__WHAT TO WORK ON__
**A.** Check each statement against the libusb message, answering yes or no and quoting the words of the message that decide it: (i) Fedora never created the group that libusb was looking for. (ii) The problem went away once the users logged in as root. (iii) The writer of the earlier message wants R-W access to the USB ports offered as an option.
**B.** In the libusb message, list every term of two or more letters that is written entirely in capital letters.

__SUPPLIED PASSAGE__
* * * * * * *
As stated in another post, the problem turned out that libusb was
looking for a group called "dialout" that Fedora never created in the
first place. I manually added the group name and gave everyone that
would need it access to the group and the problem disappeared.
Patrick O'Callaghan wrote:
On Tue, 2008-03-11 at 02:15 -0500, pursley1@xxxxxxxxxxxx wrote:
The problem I encountered, with the help of someone else, was that
libusb does not, but should, give R-W access of the USB ports to users.
I think this is a major oversite with whoever packages libusb and
absolutely *NEEDS* to be included as an option. Without this fixed, it
is impossible to access your Palm unless you are logged in as root.
* * * * * * *
__DATASET ENTRIES__
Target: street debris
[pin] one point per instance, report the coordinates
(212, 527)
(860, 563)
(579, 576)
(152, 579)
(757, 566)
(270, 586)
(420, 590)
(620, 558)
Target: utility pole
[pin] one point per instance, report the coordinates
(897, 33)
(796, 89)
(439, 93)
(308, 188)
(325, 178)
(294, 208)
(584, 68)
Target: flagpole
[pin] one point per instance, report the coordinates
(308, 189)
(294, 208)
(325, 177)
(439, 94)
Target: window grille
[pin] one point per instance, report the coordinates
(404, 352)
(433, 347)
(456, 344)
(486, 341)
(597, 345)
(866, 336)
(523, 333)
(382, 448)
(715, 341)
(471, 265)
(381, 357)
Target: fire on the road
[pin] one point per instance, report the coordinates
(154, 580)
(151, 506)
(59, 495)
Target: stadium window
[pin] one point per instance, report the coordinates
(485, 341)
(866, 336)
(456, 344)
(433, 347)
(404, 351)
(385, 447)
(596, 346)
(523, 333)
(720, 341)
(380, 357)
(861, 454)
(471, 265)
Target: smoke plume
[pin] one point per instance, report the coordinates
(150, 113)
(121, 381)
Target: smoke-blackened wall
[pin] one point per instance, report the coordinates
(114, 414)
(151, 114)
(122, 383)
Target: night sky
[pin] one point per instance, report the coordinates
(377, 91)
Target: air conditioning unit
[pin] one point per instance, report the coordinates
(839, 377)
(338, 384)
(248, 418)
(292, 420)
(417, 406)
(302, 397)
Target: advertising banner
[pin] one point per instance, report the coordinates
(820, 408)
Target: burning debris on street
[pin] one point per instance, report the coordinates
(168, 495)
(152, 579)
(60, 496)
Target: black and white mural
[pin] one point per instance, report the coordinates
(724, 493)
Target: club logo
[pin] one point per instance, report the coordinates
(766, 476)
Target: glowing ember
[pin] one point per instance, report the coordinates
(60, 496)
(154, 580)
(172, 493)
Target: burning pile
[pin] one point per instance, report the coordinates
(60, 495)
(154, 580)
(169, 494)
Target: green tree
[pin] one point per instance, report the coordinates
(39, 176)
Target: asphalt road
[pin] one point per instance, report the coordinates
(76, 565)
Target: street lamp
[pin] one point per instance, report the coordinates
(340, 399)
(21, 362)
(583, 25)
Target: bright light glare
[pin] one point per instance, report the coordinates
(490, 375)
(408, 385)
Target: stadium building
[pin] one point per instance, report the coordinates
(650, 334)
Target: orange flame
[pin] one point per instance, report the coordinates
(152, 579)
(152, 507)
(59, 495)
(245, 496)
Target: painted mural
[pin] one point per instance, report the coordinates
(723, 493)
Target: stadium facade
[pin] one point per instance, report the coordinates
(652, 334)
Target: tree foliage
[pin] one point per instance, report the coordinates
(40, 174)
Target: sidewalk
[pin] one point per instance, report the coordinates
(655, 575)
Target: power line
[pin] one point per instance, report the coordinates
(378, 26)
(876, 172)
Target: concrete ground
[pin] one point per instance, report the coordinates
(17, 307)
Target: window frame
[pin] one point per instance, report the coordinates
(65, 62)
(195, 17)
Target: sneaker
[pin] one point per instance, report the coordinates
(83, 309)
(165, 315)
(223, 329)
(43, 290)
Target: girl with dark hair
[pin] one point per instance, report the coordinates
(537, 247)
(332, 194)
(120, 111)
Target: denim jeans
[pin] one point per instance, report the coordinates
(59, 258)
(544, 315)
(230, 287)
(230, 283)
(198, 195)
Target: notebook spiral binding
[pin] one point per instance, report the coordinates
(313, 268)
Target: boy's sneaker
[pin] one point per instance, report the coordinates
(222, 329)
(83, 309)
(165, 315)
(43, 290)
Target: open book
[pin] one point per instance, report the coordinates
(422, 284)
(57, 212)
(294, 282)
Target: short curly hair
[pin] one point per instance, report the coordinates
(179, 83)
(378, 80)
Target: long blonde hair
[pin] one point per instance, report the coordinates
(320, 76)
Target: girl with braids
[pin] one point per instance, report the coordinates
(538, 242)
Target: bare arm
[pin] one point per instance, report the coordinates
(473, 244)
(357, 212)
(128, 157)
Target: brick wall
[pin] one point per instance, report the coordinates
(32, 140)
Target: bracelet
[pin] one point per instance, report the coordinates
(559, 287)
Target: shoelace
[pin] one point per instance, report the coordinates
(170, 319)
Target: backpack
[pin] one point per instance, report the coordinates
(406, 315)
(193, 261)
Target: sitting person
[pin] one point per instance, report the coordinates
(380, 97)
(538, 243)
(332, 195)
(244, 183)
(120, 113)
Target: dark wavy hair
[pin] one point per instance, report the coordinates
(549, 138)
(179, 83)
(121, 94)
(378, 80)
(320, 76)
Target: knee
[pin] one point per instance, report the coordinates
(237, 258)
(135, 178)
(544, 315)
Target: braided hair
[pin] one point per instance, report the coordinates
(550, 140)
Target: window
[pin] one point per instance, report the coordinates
* * * * * * *
__THE RESPONSES__
**A.**
(i) Yes: "looking for a group called "dialout" that Fedora never created in the first place."
(ii) No: "I manually added the group name and gave everyone that would need it access to the group and the problem disappeared."
(iii) Yes: "absolutely *NEEDS* to be included as an option."

**B.** USB, R-W, NEEDS